** INPUT ROWS **
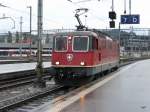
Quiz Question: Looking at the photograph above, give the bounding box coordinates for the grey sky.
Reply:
[0,0,150,32]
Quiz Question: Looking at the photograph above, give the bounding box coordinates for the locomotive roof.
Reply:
[55,31,97,36]
[55,30,113,41]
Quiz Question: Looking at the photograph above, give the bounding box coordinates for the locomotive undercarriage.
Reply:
[54,67,94,86]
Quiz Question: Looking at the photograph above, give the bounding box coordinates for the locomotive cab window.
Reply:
[55,37,67,51]
[73,37,89,51]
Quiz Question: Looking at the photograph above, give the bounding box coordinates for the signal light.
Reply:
[109,21,115,28]
[109,11,116,19]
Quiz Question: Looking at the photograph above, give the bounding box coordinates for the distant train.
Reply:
[0,49,52,57]
[52,30,119,85]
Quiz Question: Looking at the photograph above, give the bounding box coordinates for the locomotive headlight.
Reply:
[80,61,85,66]
[55,61,59,65]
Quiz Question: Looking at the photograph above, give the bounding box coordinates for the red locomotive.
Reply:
[52,8,119,85]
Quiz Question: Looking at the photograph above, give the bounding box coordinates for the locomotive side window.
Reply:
[73,37,89,51]
[55,37,67,51]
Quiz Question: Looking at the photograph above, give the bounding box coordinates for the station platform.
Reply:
[39,60,150,112]
[0,62,51,74]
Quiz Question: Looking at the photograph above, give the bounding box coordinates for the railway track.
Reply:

** PROBLEM DETAILS **
Write out all of these lines again, replacing "locomotive" with "engine" each time it appears and changing nothing else. Leave out the pictures.

** THE SOLUTION **
Quiz Question: Looking at the photograph above, give the bounding box coordinates for the grey sky.
Reply:
[0,0,150,32]
Quiz Question: Looking at the photograph above, give the bounding box coordinates for the engine roof.
Reply:
[55,31,97,36]
[55,30,113,41]
Quiz Question: Looking at the photograph above, give the bounding box coordinates for the engine undercarriage.
Reply:
[54,67,94,86]
Quiz Question: Looking at the photograph above, give the bounding box coordinates for the engine cab window.
Reply:
[55,37,67,51]
[73,37,89,51]
Quiz Question: Looking at the photograph above, give the bounding box coordinates for the signal light.
Reply:
[109,21,115,28]
[109,11,116,19]
Quiz Question: Looking at the photograph above, give the bounding box coordinates for the distant train.
Reply:
[0,49,52,57]
[52,30,119,85]
Quiz Question: Looking at the photograph above, give the bounding box coordinates for the engine headlight.
Reply:
[80,61,85,66]
[55,61,59,65]
Quiz Question: Looking at the photograph above, give the bounding box coordinates for the red engine.
Reply:
[52,8,119,85]
Quiz Question: Looking at the photograph above, give the bounding box coordinates for the engine side window.
Reply:
[73,37,89,51]
[55,37,67,51]
Quiz Question: Looking at the photograph above, give the bounding box coordinates for the station platform.
Reply:
[39,60,150,112]
[0,62,51,74]
Quiz Question: Looking at the photograph above, give the bounding box coordinates for the railway track.
Reply:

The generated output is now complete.